Work out how many lines in the data hold the word "sample", and reply with that number only.
++++++++++
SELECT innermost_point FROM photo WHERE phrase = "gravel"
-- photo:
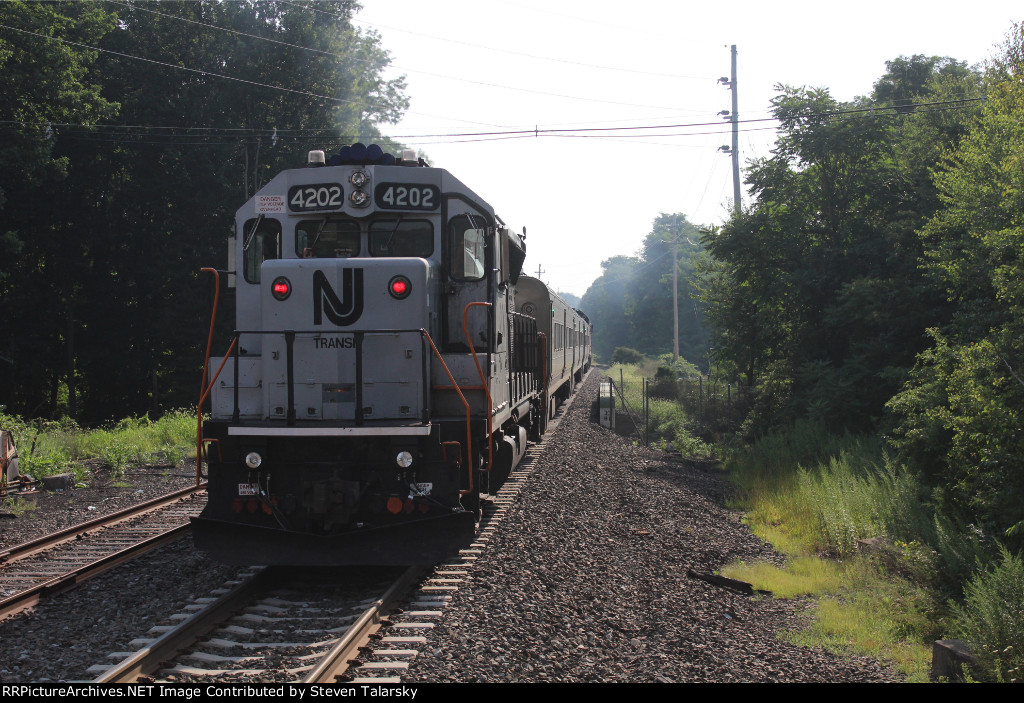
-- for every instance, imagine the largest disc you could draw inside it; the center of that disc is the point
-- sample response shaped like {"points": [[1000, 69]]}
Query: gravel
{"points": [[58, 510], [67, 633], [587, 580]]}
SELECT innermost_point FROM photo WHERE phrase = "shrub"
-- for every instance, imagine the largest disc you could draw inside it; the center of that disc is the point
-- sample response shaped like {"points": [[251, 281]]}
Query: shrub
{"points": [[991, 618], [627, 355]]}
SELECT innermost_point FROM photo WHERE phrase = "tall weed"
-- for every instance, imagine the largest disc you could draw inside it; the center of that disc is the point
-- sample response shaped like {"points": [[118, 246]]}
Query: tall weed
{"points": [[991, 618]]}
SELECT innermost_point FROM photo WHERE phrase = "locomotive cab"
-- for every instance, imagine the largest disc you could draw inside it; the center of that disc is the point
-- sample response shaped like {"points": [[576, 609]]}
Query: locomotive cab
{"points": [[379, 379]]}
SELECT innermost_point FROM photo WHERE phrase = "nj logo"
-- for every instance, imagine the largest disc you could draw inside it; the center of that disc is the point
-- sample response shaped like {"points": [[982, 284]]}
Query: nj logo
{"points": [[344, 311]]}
++++++++++
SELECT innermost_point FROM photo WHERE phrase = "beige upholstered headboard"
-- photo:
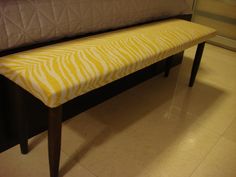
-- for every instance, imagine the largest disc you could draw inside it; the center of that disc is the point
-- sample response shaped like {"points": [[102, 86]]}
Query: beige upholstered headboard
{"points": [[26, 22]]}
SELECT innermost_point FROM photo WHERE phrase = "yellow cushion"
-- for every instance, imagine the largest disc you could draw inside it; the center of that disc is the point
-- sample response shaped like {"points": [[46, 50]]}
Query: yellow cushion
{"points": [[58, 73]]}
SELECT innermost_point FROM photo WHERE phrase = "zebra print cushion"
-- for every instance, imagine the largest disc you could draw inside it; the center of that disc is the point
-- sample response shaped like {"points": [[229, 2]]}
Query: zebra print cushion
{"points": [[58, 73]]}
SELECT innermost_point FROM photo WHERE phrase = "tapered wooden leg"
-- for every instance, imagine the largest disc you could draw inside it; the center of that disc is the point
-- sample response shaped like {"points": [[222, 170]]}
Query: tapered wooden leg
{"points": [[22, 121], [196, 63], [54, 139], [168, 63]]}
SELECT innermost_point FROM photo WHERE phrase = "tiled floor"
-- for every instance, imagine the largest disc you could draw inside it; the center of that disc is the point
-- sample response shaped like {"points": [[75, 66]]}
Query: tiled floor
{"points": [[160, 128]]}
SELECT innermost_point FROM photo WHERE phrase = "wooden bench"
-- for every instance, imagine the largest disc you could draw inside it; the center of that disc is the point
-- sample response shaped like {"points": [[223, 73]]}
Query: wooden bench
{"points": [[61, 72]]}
++++++++++
SOLUTION: 11